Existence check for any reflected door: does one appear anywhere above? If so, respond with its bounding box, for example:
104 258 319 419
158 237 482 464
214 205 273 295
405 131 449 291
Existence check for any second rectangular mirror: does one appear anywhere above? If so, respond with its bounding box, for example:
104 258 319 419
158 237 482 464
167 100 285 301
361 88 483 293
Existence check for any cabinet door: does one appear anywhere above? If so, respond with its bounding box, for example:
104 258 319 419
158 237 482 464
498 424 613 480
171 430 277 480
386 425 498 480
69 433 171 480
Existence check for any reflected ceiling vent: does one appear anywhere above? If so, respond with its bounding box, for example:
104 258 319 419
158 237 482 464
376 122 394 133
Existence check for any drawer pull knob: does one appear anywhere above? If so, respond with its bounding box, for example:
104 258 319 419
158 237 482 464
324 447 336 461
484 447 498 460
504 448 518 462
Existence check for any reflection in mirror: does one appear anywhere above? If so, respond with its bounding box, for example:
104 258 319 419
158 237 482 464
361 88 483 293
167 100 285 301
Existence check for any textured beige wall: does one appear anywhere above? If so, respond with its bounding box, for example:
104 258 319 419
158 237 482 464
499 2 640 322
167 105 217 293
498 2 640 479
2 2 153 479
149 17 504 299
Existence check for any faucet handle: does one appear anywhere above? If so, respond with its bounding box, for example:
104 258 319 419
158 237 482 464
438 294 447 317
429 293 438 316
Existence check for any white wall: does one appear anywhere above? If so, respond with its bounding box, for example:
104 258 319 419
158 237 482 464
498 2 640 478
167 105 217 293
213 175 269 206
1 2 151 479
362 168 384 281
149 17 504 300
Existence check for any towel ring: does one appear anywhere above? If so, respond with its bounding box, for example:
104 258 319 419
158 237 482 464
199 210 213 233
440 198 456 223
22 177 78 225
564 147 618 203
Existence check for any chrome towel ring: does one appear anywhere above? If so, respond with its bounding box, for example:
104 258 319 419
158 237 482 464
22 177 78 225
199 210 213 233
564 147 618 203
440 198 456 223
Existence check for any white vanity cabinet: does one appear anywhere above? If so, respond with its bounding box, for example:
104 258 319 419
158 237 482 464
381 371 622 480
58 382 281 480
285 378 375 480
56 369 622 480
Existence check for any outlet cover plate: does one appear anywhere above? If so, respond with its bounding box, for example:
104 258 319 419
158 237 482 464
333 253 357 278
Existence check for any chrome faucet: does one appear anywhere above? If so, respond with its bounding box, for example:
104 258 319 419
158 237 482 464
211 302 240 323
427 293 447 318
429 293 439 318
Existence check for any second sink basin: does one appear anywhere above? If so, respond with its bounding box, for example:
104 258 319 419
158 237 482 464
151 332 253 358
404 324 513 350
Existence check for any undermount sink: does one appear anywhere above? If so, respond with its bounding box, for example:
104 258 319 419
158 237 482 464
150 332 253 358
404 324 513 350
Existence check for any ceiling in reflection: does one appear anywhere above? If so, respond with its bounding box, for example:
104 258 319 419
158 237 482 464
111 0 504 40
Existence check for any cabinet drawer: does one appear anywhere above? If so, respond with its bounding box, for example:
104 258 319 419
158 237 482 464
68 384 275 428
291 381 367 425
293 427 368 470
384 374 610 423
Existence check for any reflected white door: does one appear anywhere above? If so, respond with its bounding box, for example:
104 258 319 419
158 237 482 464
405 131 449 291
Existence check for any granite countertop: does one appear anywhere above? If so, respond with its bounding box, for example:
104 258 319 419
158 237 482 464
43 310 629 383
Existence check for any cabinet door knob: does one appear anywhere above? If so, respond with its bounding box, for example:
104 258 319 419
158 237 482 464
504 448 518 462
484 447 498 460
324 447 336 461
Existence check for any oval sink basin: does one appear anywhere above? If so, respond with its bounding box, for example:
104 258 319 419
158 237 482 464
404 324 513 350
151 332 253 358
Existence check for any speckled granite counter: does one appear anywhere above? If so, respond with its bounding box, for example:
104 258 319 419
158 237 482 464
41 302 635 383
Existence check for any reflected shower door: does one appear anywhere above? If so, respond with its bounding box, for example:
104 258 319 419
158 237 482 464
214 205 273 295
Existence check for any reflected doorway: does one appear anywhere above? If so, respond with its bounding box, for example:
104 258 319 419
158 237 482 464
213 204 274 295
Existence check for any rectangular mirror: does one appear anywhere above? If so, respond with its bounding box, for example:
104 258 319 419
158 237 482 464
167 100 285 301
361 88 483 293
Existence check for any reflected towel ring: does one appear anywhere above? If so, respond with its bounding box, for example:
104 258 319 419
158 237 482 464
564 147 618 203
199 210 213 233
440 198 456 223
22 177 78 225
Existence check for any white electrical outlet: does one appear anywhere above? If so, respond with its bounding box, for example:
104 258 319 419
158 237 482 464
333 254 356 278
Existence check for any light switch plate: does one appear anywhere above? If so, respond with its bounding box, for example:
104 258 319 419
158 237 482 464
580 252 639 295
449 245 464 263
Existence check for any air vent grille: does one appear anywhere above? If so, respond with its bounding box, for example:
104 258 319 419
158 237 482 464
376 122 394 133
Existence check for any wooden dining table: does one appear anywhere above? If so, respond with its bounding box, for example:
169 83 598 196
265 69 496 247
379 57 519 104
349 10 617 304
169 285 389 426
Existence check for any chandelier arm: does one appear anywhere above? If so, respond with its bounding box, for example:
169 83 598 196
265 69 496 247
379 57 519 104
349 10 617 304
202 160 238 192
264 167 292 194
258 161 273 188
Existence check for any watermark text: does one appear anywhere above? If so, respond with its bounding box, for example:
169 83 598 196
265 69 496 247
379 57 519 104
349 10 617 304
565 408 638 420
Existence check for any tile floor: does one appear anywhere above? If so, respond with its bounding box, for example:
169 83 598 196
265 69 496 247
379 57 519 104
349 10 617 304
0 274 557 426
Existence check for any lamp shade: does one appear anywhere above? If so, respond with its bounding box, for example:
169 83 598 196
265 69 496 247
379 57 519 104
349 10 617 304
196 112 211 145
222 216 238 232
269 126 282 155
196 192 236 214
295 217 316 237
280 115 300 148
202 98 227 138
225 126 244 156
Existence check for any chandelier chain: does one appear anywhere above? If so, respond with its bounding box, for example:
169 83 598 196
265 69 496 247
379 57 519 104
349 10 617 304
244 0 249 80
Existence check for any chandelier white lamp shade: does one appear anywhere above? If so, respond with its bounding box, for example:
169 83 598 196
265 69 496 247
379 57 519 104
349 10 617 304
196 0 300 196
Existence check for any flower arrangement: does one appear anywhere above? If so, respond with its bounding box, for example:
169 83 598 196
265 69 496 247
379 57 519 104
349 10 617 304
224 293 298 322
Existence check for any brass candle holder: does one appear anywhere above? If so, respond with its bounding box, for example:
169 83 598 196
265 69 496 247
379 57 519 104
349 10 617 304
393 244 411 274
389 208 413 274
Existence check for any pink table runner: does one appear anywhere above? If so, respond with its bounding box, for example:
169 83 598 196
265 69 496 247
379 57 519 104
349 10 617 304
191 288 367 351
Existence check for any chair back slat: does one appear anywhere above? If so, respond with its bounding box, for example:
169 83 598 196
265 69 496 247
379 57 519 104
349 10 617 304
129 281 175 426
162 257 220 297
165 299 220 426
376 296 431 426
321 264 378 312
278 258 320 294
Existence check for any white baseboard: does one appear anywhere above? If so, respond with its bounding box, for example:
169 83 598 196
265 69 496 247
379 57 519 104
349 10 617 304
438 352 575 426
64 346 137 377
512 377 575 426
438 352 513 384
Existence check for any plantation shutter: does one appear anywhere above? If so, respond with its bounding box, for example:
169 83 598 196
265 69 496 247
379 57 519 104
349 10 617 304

::::::::

• _Direction_
Please update the listing above so that every "Existence check" becomes "Presence check", with all other text left unchanged.

• _Response below_
Presence check for any reflected door: does one appear anywhere above? If so, respond with its bounding box, for example:
104 258 319 419
158 237 482 464
214 205 273 295
405 131 449 291
Presence check for any second rectangular mirror: does one appear anywhere above? If so, respond with its bounding box, for example:
104 258 319 419
158 237 482 464
167 100 285 301
361 88 483 293
Presence check for any cabinet door: does one appear anywhere above? If so, respond with its bounding box, for example:
104 258 319 419
158 237 482 464
498 424 613 480
171 430 277 480
386 425 498 480
69 433 171 480
Presence check for any reflected ceiling vent: does one appear anywhere above? If so, respond with its bounding box, for example:
104 258 319 419
158 237 482 464
376 122 394 133
Presence check for any drawer pull knob: does one appear anywhere above? If so, respond with its bounding box, for example:
104 258 319 419
158 237 482 464
324 447 336 461
484 447 498 460
504 448 518 462
Presence check for any reflection in mirror: does one appear anywhere above? If so, respond with its bounding box, for example:
104 258 319 419
158 237 482 464
361 88 483 293
167 100 285 301
Presence check for any textured beige wall: does one appear anywhere above? If so, respond with its bounding box, for example:
104 258 319 419
158 237 482 464
499 2 640 322
167 105 217 293
498 2 640 479
2 2 153 479
149 17 504 299
Presence check for any faucet handle: does one appear anywhere above? If so, respond with its bounding box, for example:
104 258 319 419
158 237 482 464
438 294 447 317
429 293 438 316
Presence check for any white wall: does one appear anywhere above? If so, respond with its bounding box, for example:
104 258 319 419
158 237 482 464
498 2 640 478
167 105 217 293
213 175 269 206
1 2 151 479
362 168 384 281
149 17 504 300
Presence check for any towel ring: does one appear anywhere above? If so, respond with its bounding box, for example:
104 258 319 419
158 237 482 464
199 210 213 233
440 198 456 223
22 177 78 225
564 147 618 203
Presence check for any chrome towel ring: does one appear anywhere above? If so, respond with its bounding box, for example:
104 258 319 419
158 237 482 464
22 177 78 225
199 210 213 233
564 147 618 203
440 198 456 223
Presence check for any white vanity cabinet: does one appear anywhere above? If so, respond with its bounding box, for example:
104 258 319 419
158 237 482 464
381 371 622 480
58 382 281 480
285 378 375 480
56 369 622 480
Presence check for any outlet cover plate: does one appear anywhere above? If so, respond with its bounding box, for example:
104 258 319 419
158 237 482 464
333 253 357 278
Presence check for any chrome faucet: does one appear anywhere above? If so, respond with its bounding box, for example:
104 258 319 419
158 237 482 464
211 302 240 323
427 293 447 318
429 293 439 318
Presence check for any second sink basin: does one appear anywhere above? If so, respond with its bounding box, for example:
104 258 319 419
158 237 482 464
151 332 253 358
404 324 513 350
Presence check for any undermount sink: does one appear anywhere above? If so, respond with its bounding box, for example:
104 258 319 419
158 237 482 464
150 332 253 358
404 324 513 350
Presence check for any ceiling in reflection: does one appear anywhere above? If so, respond with its bounding box, for example:
104 258 319 419
158 237 482 464
111 0 504 40
Presence check for any cabinet drawer: does one appear anywhere above? If so, respond with its bounding box, for example:
104 258 319 419
158 237 482 464
68 384 275 428
291 381 367 425
293 427 368 470
384 374 610 423
Presence check for any reflected white door: does one appear anywhere above? If so, respond with its bounding box, for example:
104 258 319 419
158 237 482 464
405 131 449 291
Presence check for any granite countertop: does one appear anywhere above? If so, respond with its bounding box, for example:
104 258 319 419
158 237 482 464
43 310 629 383
Presence check for any cabinet door knob: does one appear anywhere above? If so, respond with its bounding box, for example:
104 258 319 419
158 237 482 464
504 448 518 462
484 447 498 460
324 447 336 461
Presence check for any oval sink basin: does one appear anywhere above? If so, respond with its bounding box, for example:
104 258 319 419
158 237 482 464
404 324 513 350
151 332 253 358
Presence check for any speckled granite counter: does one appear anywhere above? If so, respond with its bounding box, for example:
104 258 319 419
158 237 482 464
41 302 635 383
Presence check for any reflected shower door: does one appear anywhere above? If so, respond with its bounding box, for example:
104 258 319 419
158 237 482 464
214 205 273 295
Presence check for any reflected doorway: does one appear anywhere above? If so, respond with its bounding box, for example:
104 258 319 419
158 237 482 464
213 204 274 295
Presence check for any rectangular mirror: does one appear anywhere above? If so, respond with its bounding box, for example:
104 258 319 419
158 237 482 464
167 100 285 301
361 88 483 293
Presence check for any reflected towel ring: does one appear anywhere above? If so, respond with its bounding box, for example:
104 258 319 419
158 237 482 464
564 147 618 203
199 210 213 233
440 198 456 223
22 177 78 225
Presence check for any white electrical outlet: does one appear anywhere above? If so, respond with its bounding box, for example:
104 258 319 419
158 237 482 464
333 254 356 278
Presence check for any light switch plate: does one appear anywhere above? If so, respond with its bounding box, for example:
104 258 319 419
158 237 482 464
580 252 639 295
449 245 464 263
Presence check for any air vent grille: does one appear anywhere above? If so, respond with its bounding box, for example:
104 258 319 419
158 237 482 464
376 122 394 133
Presence check for any wooden dining table: does one appear anywhere above? If so, respond with its bounding box, for example:
169 83 598 196
265 69 496 247
379 57 519 104
349 10 617 304
169 285 389 426
Presence check for any chandelier arm: does one appear anywhere above? If so, respond with its bounding box, for example:
169 83 598 196
265 69 496 247
379 57 519 104
349 10 617 304
202 160 238 192
264 167 292 194
258 161 273 188
Presence check for any watermark text: does one appear anywhere above? If so, respond with its bounding box, for example:
169 83 598 196
265 69 496 247
379 57 519 104
349 10 617 304
565 408 638 420
Presence check for any tile floor: does one appear anywhere above? If so, respond with its bounding box, for example:
169 83 598 196
265 69 496 247
379 57 519 104
349 10 617 304
0 274 557 426
Presence check for any lamp shade: does one appear anywhere above? If so, respond with its bounding box, for example:
169 83 598 196
265 69 496 247
379 57 519 104
349 10 617 304
196 112 211 145
222 216 238 232
269 126 282 155
196 192 236 214
295 217 316 237
280 115 300 148
202 98 227 138
225 126 244 156
Presence check for any chandelier chain: does one appear anywhere above? If so, respond with its bounding box, for example:
169 83 598 196
265 69 496 247
379 57 519 104
349 10 617 304
244 0 249 80
Presence check for any chandelier white lamp shade: does one appear anywhere above? If so, respond with its bounding box, for example:
169 83 598 196
265 69 496 247
379 57 519 104
349 10 617 304
196 0 300 196
Presence check for any flower arrangement: does one appear anywhere above? If so, respond with its bounding box, for example:
169 83 598 196
265 69 496 247
379 57 519 104
349 10 617 304
224 293 298 322
Presence check for any brass candle holder: does one appear anywhere above? If so, respond with its bounding box, for example:
169 83 598 196
265 69 496 247
379 57 519 104
349 10 617 304
393 244 411 274
389 208 413 274
Presence check for any pink table runner: does one appear anywhere above? If so, respond with its bounding box, for example:
169 83 598 196
265 69 496 247
379 57 519 104
349 10 617 304
191 288 367 351
Presence check for any chair back slat: does one appear anywhere above? If so, respond with its bounding box, for example:
169 83 598 196
265 69 496 247
379 57 519 104
349 10 617 304
129 281 175 426
162 257 220 297
165 299 220 426
376 296 431 426
321 264 378 312
278 258 320 294
Presence check for any white baseboard: does one appear anywhere above? If so, respond with its bounding box, for example:
169 83 598 196
265 69 496 247
379 57 519 104
349 10 617 304
438 352 575 426
64 346 137 377
512 377 575 426
438 352 513 384
Presence check for any plantation shutter: does one appear anywhere above? If so, respond with its bounding box, for example:
169 83 598 196
265 69 496 247
379 57 519 104
349 10 617 304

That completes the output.